A Member of the University of Maryland Medical System | In Partnership with the University of Maryland School of Medicine
Although a physicist by training, Robert Flower has been involved principally in ophthalmic research for more than 30 years. After joining the staff of the Johns Hopkins University Applied Physics Laboratory (APL) in 1966, he began a collaborative investigation with Dr. Arnall Patz of Hopkins’ Wilmer Institute on the effects of oxygen on the developing retinal vasculature of the premature infant eye. That collaboration led to a general interest in the role of the choroidal circulation in retinal disease etiology, which eventually became his career pursuit. In addition to providing some of the first sub-cardiac-cycle resolution descriptions of choroidal blood flow, he developed the first clinical method for routine visualization of the human choroidal circulation, ICG fluorescence angiography, now a standard diagnostic procedure.
In 1982 Flower became Director of the Applied Physics Laboratory/ Johns Hopkins Medical School Collaborative Biomedical Program, a position he held for ten years, while continuing to pursue his ophthalmic research interests as time permitted. During that time he also was Associate Professor of Ophthalmology and of Biomedical Engineering at the Johns Hopkins School of Medicine. In 1990 he held the H. J. Fitzgerald Dunning Professorship for a two-year period, during which he gradually increased his research activities.

* _INPUT DATA_
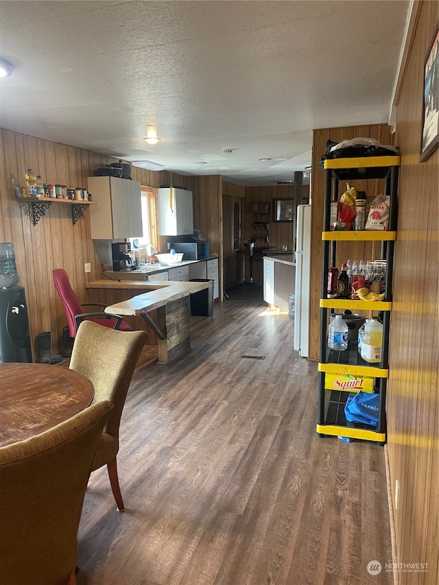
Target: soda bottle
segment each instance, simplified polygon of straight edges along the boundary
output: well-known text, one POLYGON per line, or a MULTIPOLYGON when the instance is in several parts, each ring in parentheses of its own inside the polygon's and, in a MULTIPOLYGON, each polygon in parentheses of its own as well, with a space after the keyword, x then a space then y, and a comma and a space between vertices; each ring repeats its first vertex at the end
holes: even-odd
POLYGON ((346 264, 342 264, 342 272, 337 280, 337 298, 349 298, 349 277, 346 264))
POLYGON ((348 348, 348 328, 341 315, 336 315, 328 329, 328 347, 336 351, 348 348))
POLYGON ((363 261, 359 262, 358 265, 355 261, 354 262, 355 265, 353 265, 351 274, 351 298, 357 299, 359 297, 357 291, 359 289, 364 288, 364 270, 363 261))
POLYGON ((328 298, 334 298, 337 290, 338 268, 331 266, 328 268, 328 298))

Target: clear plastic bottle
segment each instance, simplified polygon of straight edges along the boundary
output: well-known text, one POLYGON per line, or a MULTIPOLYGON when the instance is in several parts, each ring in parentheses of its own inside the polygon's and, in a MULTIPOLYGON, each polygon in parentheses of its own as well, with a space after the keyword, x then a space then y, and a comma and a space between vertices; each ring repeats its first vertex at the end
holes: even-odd
POLYGON ((366 319, 366 322, 363 325, 361 325, 361 326, 358 330, 358 353, 360 354, 360 355, 361 353, 361 344, 363 343, 363 337, 364 337, 364 327, 366 326, 366 324, 369 322, 370 320, 370 319, 366 319))
POLYGON ((293 293, 288 295, 288 317, 294 319, 294 310, 296 309, 296 295, 293 293))
POLYGON ((364 326, 361 356, 369 363, 377 363, 381 361, 382 347, 383 324, 374 317, 364 326))
POLYGON ((349 329, 341 315, 336 315, 329 324, 328 330, 328 347, 336 351, 344 351, 348 348, 348 333, 349 329))

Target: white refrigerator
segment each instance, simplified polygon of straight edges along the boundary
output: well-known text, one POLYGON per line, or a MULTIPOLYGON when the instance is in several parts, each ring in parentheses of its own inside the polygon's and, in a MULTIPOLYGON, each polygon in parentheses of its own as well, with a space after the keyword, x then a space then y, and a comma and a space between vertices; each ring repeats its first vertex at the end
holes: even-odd
POLYGON ((298 205, 296 230, 294 349, 308 357, 309 280, 311 269, 311 205, 298 205))

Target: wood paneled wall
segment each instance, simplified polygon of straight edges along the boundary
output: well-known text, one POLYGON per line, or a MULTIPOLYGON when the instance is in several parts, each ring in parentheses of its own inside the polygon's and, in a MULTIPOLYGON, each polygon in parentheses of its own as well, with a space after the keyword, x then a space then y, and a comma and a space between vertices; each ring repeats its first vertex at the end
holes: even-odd
MULTIPOLYGON (((302 198, 309 196, 309 186, 303 185, 302 198)), ((294 243, 295 222, 278 222, 273 221, 273 201, 275 199, 294 200, 294 187, 293 185, 273 185, 270 187, 248 187, 245 188, 245 200, 241 208, 241 241, 249 241, 254 237, 254 214, 252 213, 252 203, 267 202, 270 203, 270 240, 268 246, 276 250, 282 248, 286 244, 292 250, 294 243)), ((248 246, 244 248, 245 254, 246 280, 250 278, 250 258, 248 246)), ((255 254, 253 261, 253 280, 262 283, 263 268, 262 256, 255 254)))
MULTIPOLYGON (((320 316, 319 300, 322 287, 322 230, 324 200, 324 171, 320 168, 320 156, 324 154, 328 140, 341 142, 355 136, 373 138, 381 144, 393 144, 393 135, 387 124, 324 128, 313 133, 312 206, 311 206, 311 265, 309 324, 309 359, 319 359, 320 316)), ((384 193, 384 180, 353 181, 357 189, 371 196, 384 193)), ((346 184, 340 182, 340 195, 346 191, 346 184)), ((348 259, 372 260, 379 257, 381 244, 370 242, 340 242, 337 245, 337 265, 348 259)))
POLYGON ((398 562, 429 564, 425 573, 401 573, 400 585, 439 582, 438 151, 419 162, 423 64, 438 7, 436 1, 423 2, 414 13, 414 36, 407 39, 410 51, 396 102, 395 143, 401 167, 388 452, 398 562))
MULTIPOLYGON (((73 226, 71 207, 55 202, 34 226, 28 204, 16 198, 14 187, 25 184, 26 169, 32 168, 46 182, 86 188, 87 178, 93 176, 95 169, 117 160, 0 129, 0 241, 12 241, 15 246, 19 284, 25 289, 33 349, 36 335, 45 331, 52 333, 54 351, 61 349, 60 336, 67 320, 55 291, 52 270, 64 268, 73 289, 84 302, 88 300, 86 283, 100 278, 102 263, 111 261, 111 241, 91 239, 88 211, 73 226), (84 274, 84 265, 88 262, 91 272, 84 274)), ((132 177, 143 185, 154 187, 169 182, 169 172, 135 167, 132 167, 132 177)), ((212 251, 220 254, 221 177, 173 174, 172 178, 174 184, 182 184, 193 191, 194 226, 211 241, 212 251)), ((151 339, 154 342, 154 335, 151 339)))

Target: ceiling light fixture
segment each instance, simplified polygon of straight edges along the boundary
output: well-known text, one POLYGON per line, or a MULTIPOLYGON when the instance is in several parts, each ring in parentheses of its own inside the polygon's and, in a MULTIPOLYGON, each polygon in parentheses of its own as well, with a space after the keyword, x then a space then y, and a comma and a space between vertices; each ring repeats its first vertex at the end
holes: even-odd
POLYGON ((147 171, 163 171, 165 169, 163 165, 153 163, 152 160, 133 160, 131 164, 133 167, 139 167, 141 169, 146 169, 147 171))
POLYGON ((157 136, 157 130, 154 126, 148 126, 146 130, 146 136, 143 140, 147 142, 148 144, 157 144, 161 140, 157 136))
POLYGON ((8 77, 14 71, 14 65, 5 59, 0 58, 0 77, 8 77))

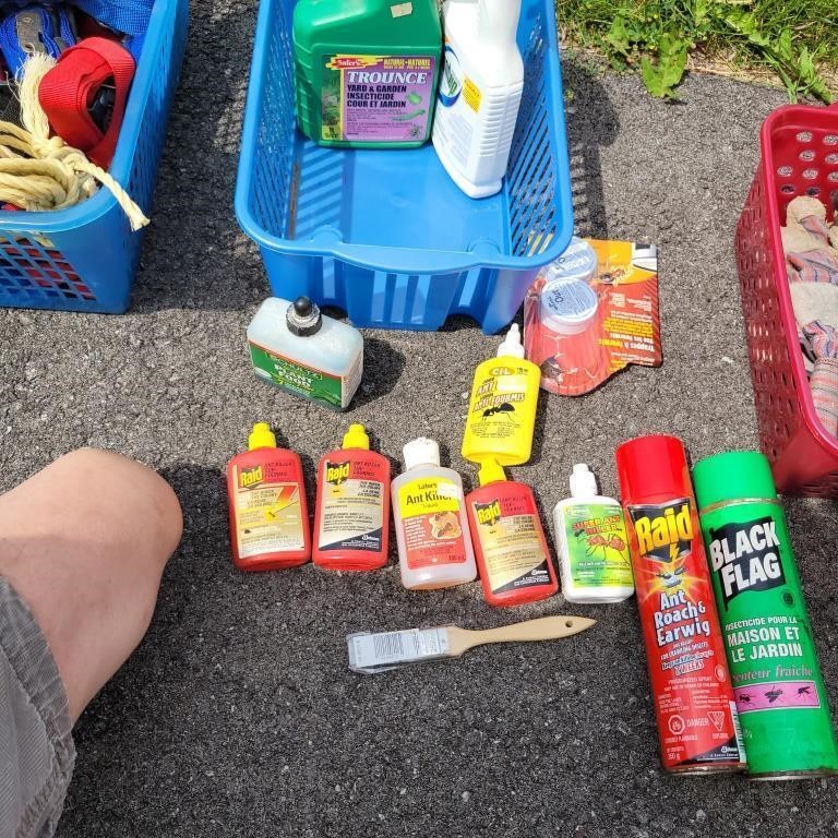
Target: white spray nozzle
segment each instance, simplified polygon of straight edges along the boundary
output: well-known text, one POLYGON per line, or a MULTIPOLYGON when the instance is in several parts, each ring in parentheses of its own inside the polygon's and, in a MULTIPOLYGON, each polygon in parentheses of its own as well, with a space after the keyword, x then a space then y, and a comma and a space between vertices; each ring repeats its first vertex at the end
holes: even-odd
POLYGON ((571 474, 571 495, 594 498, 597 494, 597 478, 585 463, 577 463, 571 474))
POLYGON ((503 358, 504 356, 511 356, 512 358, 524 357, 524 344, 520 343, 520 330, 517 323, 513 323, 510 326, 506 337, 498 347, 498 357, 503 358))

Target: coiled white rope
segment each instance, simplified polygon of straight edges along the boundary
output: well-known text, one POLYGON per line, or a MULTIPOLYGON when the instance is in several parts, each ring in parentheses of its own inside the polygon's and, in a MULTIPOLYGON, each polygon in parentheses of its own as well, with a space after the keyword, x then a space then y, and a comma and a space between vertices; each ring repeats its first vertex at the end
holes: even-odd
POLYGON ((124 211, 131 229, 145 227, 148 218, 107 171, 60 136, 49 136, 38 87, 55 63, 43 53, 26 59, 20 84, 24 128, 0 121, 0 202, 34 212, 63 210, 87 200, 101 183, 124 211))

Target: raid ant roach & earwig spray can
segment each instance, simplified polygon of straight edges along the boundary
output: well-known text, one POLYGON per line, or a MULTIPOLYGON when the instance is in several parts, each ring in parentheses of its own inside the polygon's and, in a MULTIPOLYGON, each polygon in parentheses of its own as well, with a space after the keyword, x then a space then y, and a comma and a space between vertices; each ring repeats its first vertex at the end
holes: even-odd
POLYGON ((684 446, 616 450, 663 768, 740 771, 745 754, 684 446))
POLYGON ((754 451, 696 464, 695 493, 753 779, 838 773, 786 515, 754 451))

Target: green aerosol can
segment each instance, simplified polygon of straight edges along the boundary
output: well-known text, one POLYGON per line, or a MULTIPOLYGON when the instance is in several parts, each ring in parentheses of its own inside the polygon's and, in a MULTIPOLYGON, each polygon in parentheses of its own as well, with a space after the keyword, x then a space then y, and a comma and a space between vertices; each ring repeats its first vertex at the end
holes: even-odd
POLYGON ((838 747, 786 514, 757 452, 693 469, 753 779, 838 774, 838 747))

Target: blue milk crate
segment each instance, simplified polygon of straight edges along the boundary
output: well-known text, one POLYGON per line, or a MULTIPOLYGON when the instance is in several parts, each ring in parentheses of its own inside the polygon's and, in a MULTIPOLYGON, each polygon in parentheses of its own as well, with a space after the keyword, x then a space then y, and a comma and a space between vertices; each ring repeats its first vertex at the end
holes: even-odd
POLYGON ((474 201, 433 147, 321 148, 296 130, 295 0, 262 0, 236 214, 275 295, 307 295, 384 328, 468 314, 487 334, 516 314, 573 234, 554 0, 524 0, 526 79, 503 191, 474 201))
MULTIPOLYGON (((110 173, 149 213, 187 43, 188 0, 157 0, 110 173)), ((128 309, 143 231, 111 193, 49 213, 0 212, 0 306, 118 314, 128 309)))

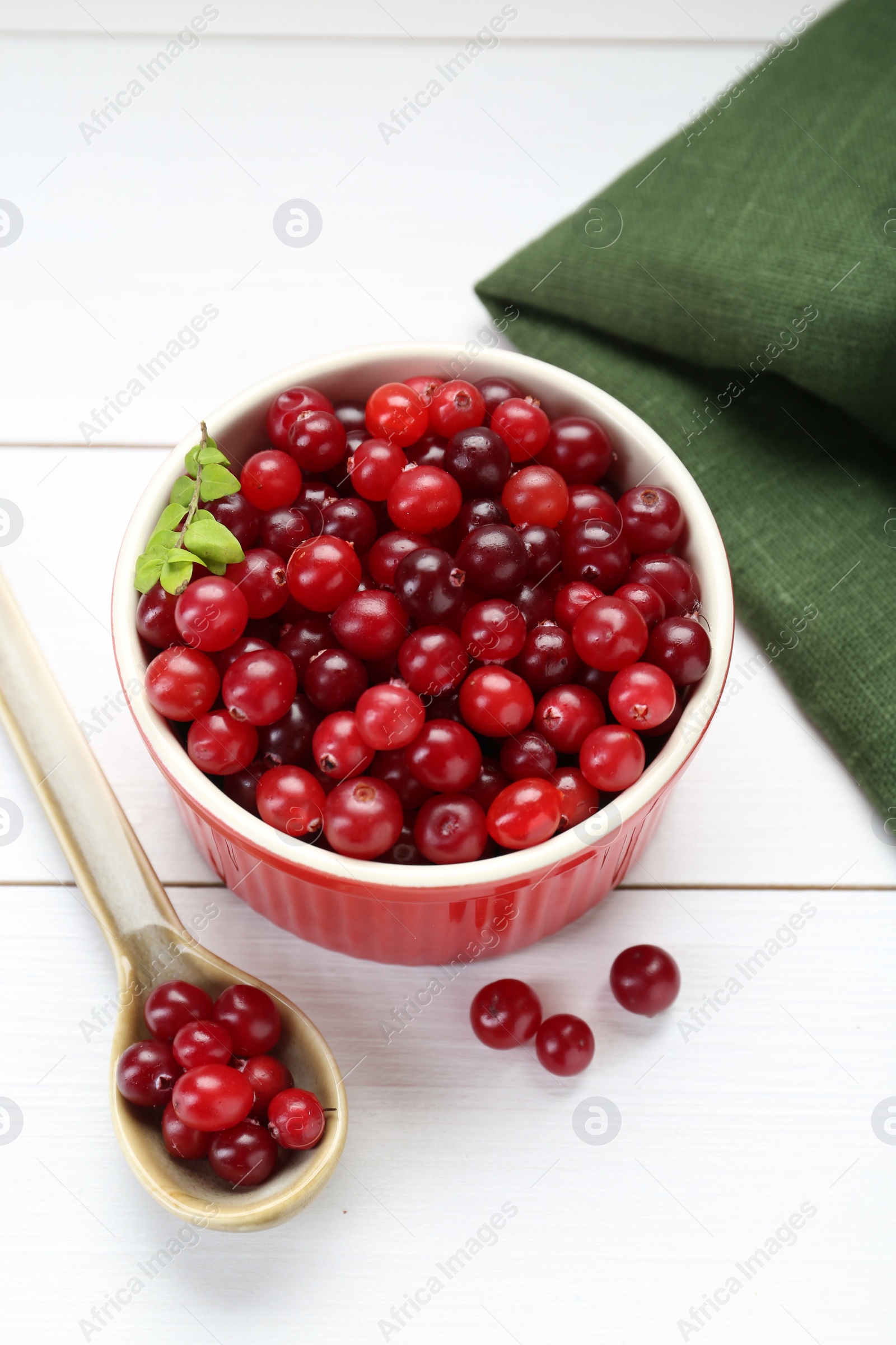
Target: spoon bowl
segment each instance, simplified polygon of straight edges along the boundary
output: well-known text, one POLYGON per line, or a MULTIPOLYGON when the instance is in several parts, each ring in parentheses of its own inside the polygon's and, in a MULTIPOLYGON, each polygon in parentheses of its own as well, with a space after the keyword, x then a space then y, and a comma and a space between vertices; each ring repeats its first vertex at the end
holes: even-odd
POLYGON ((0 724, 116 959, 118 1015, 109 1092, 116 1137, 132 1170, 160 1205, 203 1228, 250 1232, 292 1219, 326 1185, 345 1145, 348 1107, 339 1065, 301 1009, 203 948, 183 927, 3 574, 0 724), (144 1003, 165 981, 188 981, 212 999, 231 985, 266 991, 282 1021, 275 1053, 296 1087, 316 1093, 324 1108, 326 1126, 320 1143, 281 1150, 274 1173, 258 1186, 234 1188, 204 1159, 172 1158, 161 1138, 159 1112, 133 1106, 116 1087, 116 1061, 126 1046, 149 1036, 144 1003))

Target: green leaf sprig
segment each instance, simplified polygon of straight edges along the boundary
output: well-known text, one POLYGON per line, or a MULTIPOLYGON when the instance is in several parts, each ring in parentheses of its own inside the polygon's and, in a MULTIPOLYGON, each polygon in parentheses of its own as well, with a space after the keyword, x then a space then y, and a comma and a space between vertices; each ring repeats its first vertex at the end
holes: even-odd
POLYGON ((223 523, 200 500, 222 499, 239 490, 239 480, 227 468, 227 459, 201 422, 199 444, 184 460, 185 476, 179 476, 153 527, 146 550, 137 558, 134 588, 148 593, 156 582, 167 593, 183 593, 193 576, 193 565, 223 574, 228 565, 243 560, 243 549, 223 523), (175 531, 183 523, 181 530, 175 531))

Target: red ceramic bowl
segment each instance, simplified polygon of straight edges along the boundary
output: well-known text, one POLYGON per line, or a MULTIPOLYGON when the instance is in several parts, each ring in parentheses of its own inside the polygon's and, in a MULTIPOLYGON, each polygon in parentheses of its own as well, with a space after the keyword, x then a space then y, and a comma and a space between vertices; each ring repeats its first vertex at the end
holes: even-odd
MULTIPOLYGON (((265 413, 285 387, 305 383, 333 399, 364 399, 379 383, 439 370, 446 371, 445 377, 465 373, 470 379, 504 375, 539 397, 551 417, 592 416, 614 443, 619 484, 649 479, 674 491, 682 504, 688 519, 682 551, 700 577, 712 662, 692 689, 669 741, 641 779, 592 818, 529 850, 441 866, 348 859, 292 839, 232 803, 189 761, 146 698, 128 698, 193 841, 232 892, 301 939, 355 958, 407 964, 469 962, 523 948, 576 920, 621 882, 653 835, 670 790, 719 705, 733 638, 725 550, 689 472, 626 406, 541 360, 490 350, 470 362, 449 344, 352 350, 255 383, 207 418, 208 432, 232 457, 244 461, 266 447, 265 413)), ((124 686, 133 686, 134 678, 142 683, 146 670, 134 625, 134 562, 195 441, 193 432, 160 467, 122 542, 111 615, 124 686)))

* _SET OF TASKS_
(a) Answer these questions from the Robert Flower profile:
(i) In what year did Flower join the staff of the Applied Physics Laboratory?
(ii) With whom did he begin a collaborative investigation on oxygen and the premature infant eye?
(iii) For how long did he hold the position of Director of the Collaborative Biomedical Program?
(b) Pick up the Robert Flower profile after its final sentence and keep writing.

* _TASK RESPONSES_
(a)
(i) 1966
(ii) Dr. Arnall Patz of Hopkins' Wilmer Institute
(iii) Ten years

(b)
In 1995 Flower left the APL/JHU to resume his research activities full-time and joined the faculty of the University Of Maryland Department Of Ophthalmology as Associate Professor. Since then, he has continued to apply ICG angiography to characterization of choroidal blood flow patterns in normal and diseased eyes. His work has led to a new treatment for age-related macular degeneration (AMD) in eyes for which conventional laser treatment is not possible—now the subject of a FDA-approved clinical trial. Currently, in addition to his association with the University of Maryland, Flower is Professor of Ophthalmology at the New York University school of Medicine, Director of Biophysical Research at the Retina Research Center of the Manhattan Eye, Ear & Throat Hospital, and Chief Scientist at Novadaq Technologies, Inc.